Data lines =
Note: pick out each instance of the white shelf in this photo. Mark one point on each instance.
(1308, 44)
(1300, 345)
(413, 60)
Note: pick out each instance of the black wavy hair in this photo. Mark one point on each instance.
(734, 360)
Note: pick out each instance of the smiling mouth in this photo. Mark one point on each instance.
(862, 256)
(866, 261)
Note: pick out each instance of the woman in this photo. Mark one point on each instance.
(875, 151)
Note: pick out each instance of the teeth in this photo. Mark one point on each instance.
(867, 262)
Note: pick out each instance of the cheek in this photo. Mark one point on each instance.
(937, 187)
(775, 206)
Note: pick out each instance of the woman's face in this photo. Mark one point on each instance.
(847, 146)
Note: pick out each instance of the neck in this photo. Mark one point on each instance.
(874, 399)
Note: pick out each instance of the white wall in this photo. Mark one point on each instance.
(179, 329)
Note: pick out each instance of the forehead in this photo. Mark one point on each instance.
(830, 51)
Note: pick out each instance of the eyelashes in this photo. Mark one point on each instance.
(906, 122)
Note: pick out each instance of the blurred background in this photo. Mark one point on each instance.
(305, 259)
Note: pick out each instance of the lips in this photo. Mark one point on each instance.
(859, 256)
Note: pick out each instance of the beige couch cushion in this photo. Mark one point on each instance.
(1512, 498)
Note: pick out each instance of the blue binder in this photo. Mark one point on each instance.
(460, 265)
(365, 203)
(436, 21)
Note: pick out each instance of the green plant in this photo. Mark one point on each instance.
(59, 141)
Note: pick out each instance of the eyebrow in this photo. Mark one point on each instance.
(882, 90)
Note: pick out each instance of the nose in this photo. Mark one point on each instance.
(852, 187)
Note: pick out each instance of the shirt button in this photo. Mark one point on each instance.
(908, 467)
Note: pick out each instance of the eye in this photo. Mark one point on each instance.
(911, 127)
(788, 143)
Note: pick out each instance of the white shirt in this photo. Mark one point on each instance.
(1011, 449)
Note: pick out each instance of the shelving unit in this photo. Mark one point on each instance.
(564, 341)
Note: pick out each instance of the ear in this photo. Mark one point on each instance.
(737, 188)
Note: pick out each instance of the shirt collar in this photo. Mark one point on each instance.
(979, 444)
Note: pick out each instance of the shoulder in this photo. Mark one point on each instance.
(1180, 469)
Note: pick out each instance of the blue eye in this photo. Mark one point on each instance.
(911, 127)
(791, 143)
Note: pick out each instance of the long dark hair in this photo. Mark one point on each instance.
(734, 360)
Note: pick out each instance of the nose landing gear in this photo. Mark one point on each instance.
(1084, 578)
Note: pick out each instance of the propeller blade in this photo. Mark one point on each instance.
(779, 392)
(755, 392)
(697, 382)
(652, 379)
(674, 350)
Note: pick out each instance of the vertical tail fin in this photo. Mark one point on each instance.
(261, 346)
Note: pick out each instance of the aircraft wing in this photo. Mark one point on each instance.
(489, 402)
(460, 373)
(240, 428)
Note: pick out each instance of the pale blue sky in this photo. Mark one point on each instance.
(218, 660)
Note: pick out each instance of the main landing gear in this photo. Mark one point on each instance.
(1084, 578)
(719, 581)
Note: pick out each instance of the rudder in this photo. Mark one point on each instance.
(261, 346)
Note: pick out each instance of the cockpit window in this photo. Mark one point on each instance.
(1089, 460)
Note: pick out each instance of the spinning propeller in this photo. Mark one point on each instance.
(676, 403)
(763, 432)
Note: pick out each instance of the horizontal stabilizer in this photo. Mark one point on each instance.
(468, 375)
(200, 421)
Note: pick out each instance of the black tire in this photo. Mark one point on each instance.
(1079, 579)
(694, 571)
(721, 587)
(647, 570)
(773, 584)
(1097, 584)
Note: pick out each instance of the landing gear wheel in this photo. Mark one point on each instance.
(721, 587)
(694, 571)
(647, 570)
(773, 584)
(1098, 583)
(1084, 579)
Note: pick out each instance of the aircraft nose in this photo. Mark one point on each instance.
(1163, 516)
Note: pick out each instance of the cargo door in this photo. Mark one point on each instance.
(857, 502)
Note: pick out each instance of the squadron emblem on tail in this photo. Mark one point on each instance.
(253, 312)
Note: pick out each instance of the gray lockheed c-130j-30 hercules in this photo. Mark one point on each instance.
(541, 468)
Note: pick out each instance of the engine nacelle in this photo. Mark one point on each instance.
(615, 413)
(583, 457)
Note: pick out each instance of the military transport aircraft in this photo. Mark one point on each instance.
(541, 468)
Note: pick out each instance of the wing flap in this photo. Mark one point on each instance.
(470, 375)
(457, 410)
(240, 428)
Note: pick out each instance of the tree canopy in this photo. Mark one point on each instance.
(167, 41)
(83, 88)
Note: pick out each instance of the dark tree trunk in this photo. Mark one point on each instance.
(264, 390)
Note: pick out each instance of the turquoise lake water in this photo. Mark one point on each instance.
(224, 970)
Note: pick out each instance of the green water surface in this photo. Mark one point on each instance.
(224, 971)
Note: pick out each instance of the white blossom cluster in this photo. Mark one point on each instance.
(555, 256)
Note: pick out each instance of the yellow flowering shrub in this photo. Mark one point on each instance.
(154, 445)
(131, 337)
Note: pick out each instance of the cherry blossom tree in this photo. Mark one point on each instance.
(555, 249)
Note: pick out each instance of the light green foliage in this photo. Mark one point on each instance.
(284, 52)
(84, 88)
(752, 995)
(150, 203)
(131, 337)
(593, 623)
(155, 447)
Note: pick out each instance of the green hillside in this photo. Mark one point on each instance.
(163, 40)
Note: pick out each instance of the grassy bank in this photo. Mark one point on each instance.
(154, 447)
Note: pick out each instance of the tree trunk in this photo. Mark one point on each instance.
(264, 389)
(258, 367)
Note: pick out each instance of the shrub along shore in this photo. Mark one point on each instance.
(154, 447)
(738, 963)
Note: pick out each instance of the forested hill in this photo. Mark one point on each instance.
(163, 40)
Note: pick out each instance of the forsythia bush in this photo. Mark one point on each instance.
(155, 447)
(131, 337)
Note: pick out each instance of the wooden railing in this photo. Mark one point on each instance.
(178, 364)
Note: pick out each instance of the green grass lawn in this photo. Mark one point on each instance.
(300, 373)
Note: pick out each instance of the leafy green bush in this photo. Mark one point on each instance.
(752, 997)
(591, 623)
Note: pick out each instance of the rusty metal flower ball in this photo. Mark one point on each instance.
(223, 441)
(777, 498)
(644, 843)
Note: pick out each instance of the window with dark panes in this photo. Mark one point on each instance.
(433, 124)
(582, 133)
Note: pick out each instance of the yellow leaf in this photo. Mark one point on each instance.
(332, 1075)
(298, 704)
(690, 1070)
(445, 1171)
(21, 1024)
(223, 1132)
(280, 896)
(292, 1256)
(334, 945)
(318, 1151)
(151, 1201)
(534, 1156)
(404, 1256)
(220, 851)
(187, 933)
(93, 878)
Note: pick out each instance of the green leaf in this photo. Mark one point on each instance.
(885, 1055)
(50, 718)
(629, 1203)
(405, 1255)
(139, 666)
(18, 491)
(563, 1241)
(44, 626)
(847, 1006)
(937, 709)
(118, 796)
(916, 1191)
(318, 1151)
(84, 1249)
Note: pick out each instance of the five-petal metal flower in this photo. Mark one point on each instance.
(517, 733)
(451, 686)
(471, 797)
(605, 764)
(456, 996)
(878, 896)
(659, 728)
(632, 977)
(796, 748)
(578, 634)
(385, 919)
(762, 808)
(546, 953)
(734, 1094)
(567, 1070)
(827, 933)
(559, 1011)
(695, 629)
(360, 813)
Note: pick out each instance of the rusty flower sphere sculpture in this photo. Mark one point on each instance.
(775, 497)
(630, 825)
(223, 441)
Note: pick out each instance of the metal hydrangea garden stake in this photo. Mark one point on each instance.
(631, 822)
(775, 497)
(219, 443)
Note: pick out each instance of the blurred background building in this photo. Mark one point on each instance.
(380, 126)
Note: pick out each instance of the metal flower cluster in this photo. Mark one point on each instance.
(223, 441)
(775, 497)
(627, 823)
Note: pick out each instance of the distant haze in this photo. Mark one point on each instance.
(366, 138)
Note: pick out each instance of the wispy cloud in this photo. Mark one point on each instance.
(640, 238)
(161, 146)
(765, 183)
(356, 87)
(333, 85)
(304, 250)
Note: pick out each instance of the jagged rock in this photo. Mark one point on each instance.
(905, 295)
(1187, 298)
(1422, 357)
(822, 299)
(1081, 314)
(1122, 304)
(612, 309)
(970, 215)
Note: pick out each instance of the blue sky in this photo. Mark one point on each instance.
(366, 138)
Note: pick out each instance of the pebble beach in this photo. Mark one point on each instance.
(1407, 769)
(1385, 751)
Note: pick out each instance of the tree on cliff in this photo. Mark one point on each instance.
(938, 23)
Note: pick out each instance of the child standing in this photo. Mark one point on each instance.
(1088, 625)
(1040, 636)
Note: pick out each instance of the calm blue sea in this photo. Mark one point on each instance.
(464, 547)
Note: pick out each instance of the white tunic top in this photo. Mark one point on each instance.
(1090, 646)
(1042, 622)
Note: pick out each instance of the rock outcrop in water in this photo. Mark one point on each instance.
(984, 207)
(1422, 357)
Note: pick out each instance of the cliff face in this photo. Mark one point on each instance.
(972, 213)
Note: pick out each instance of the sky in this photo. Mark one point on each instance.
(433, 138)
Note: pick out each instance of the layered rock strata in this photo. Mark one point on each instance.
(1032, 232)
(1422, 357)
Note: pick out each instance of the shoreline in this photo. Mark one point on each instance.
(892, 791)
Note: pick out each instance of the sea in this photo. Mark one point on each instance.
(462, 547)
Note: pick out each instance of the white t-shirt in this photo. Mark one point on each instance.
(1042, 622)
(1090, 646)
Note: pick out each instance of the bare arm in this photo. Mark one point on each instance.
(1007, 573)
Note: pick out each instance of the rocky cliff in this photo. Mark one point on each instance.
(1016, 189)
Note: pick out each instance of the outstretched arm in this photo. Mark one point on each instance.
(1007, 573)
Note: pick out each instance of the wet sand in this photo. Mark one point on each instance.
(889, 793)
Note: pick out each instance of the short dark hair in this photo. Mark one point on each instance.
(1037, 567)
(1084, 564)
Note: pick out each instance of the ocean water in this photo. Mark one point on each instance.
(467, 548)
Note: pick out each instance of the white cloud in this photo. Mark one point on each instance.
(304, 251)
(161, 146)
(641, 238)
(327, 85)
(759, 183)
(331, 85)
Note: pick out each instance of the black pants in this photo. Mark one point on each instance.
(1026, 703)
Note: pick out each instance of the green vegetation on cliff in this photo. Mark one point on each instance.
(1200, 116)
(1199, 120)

Problem to work on = Take the line that contains "Note: pick out each instance of the shoreline" and every line after it through the end of the listing above, and repeat them exactly.

The completed task =
Note: pick out each instance of the shoreline in this photo. Mark one point on each instance.
(892, 791)
Note: pick out each instance of the sea in this photo. Mark one point on each instance.
(462, 547)
Note: pick out each instance of the white t-shirt in this photo. Mark one point on each instance.
(1042, 622)
(1090, 646)
Note: pick out each instance of the bare arm in this photo. Mark one point on each instance.
(1007, 573)
Note: pick out each instance of the rocky cliff in this photo. Mark one point on each instance.
(1016, 189)
Note: pick out each instance of the outstretched arm in this photo. Mark one point on each instance.
(1007, 573)
Note: pick out each instance of the wet sand in this photo. Mark one point on each instance.
(889, 793)
Note: pick out each instance of the short dark hair in this photo. Mark one point on each instance.
(1037, 567)
(1084, 564)
Note: pick out each instance of the ocean water in this photo. Mark one point on each instance.
(467, 548)
Note: pick out each instance of the white cloud in this photo. Mark one point on each instance.
(304, 251)
(161, 146)
(641, 238)
(327, 85)
(759, 183)
(331, 85)
Note: pick out each instance of the black pants in this photo. Mark one point on each instance.
(1026, 703)
Note: pick out each instance of the green vegetation on cliff in this photo. Mark one point on each instance.
(1200, 116)
(1199, 120)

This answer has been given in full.